Count how many lines in the rows below contain the string "camel", treating uppercase and lowercase as different. Reply with the number alone.
# # # #
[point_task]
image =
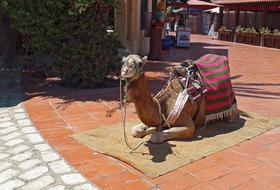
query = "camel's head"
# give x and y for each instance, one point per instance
(132, 66)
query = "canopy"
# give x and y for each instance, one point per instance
(214, 10)
(196, 4)
(186, 10)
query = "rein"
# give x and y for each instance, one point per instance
(123, 109)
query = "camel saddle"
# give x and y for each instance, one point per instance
(192, 84)
(190, 79)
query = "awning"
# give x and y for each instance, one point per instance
(196, 4)
(182, 10)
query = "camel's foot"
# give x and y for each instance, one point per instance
(141, 130)
(232, 118)
(158, 137)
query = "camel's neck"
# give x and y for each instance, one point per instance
# # # #
◆ ANSWER IN FULL:
4